* **PAGE EXCERPT**
*-*-*
Weekly Technical Market Insight: 8th – 12th March 2021

Weekly Technical Market Insight: 8th – 12th March 2021, FP Markets

Note—Charts provided by Trading View

US Dollar Index (Daily Timeframe):

The US dollar continued to flex its financial muscle last week, adding 1.2 percent into the close.

Following the arrangement of a mid-week trough around 90.63, the second half of the week observed a breach of the 91.60 Feb 5 high and a subsequent test of particularly interesting resistance at 92.38/91.96 (made up of a 61.8% Fib level at 92.38, a 127.2% Fib projection at 92.36, a fixed resistance level at 92.26, a 100% Fib extension at 91.96 and a 50.0% retracement residing at the same level). Traders will also note the 200-day simple moving average circling just north of the aforementioned resistance zone at 92.93ish. These dynamic values regularly deliver support and resistance, therefore worth noting should we take on higher territory.

Since topping south of the 103.00 figure in March 2020, trend studies (price swings: see black arrows) reveal the greenback has echoed a downside bias. This—together with the RSI oscillator making its way to overbought—adds weight to the 92.38/91.96 resistance this week.

Submerging support at 90.00 and 89.34 will also likely add conviction to the bearish narrative, and may activate longer-term breakout selling interest.

Weekly Technical Market Insight: 8th – 12th March 2021, FP Markets

EUR/USD:

Monthly timeframe:

(Technical change on this timeframe is often limited though serves as guidance to potential longer-term moves)

March, down by 1.3 percent at the close of trade, is now on track to revisit 1.1857/1.1352 demand.

Any notable rebound from the aforesaid demand shifts attention back to the possibility of fresh 2021 peaks and a test of ascending resistance (prior support – 1.1641).

In terms of trend, the primary uptrend has been in play since price broke the 1.1714 high (Aug 2015) in July 2017.

Daily timeframe:

Aided by higher US Treasury yields and a stellar US non-farm payrolls print Friday, Europe’s single currency extended its corrective slide against the US dollar last week.

The one-sided decline unearthed support at 1.1887, a level sharing space with a 61.8% Fib at 1.1885 and a 127.2% Fib projection at 1.1843. Technical elements also reveal the 200-day simple moving average hovering nearby, circling the 1.1810ish neighbourhood.

In response to recent selling, momentum, as measured by the RSI oscillator, is on the brink of shaking hands with oversold space.

H4 timeframe:

Although daily price is closing in on support from 1.1887, H4 shines light on Quasimodo support at 1.1818. Note this level is joined closely by the 200-day simple moving average around 1.1810. What’s also technically noteworthy are the Fibonacci studies seen close by: a 100% Fib extension at 1.1860, a 127.2% Fib projection at 1.1843 (daily timeframe) and a 161.8% Fib projection at 1.1835.
*-*-*
* **AIM**
Rewrite the passage of the market insight from "(Technical change on" to "in July 2017.", replacing "demand" with "support" each time it appears.

* **DATA EXTRACT**
*-*-*
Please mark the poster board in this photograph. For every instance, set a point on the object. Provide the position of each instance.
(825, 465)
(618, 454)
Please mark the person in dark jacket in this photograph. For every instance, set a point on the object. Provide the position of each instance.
*-*-*
* **SOLUTION BELOW**
(Technical change on this timeframe is often limited though serves as guidance to potential longer-term moves)

March, down by 1.3 percent at the close of trade, is now on track to revisit 1.1857/1.1352 support.

Any notable rebound from the aforesaid support shifts attention back to the possibility of fresh 2021 peaks and a test of ascending resistance (prior support – 1.1641).

In terms of trend, the primary uptrend has been in play since price broke the 1.1714 high (Aug 2015) in July 2017.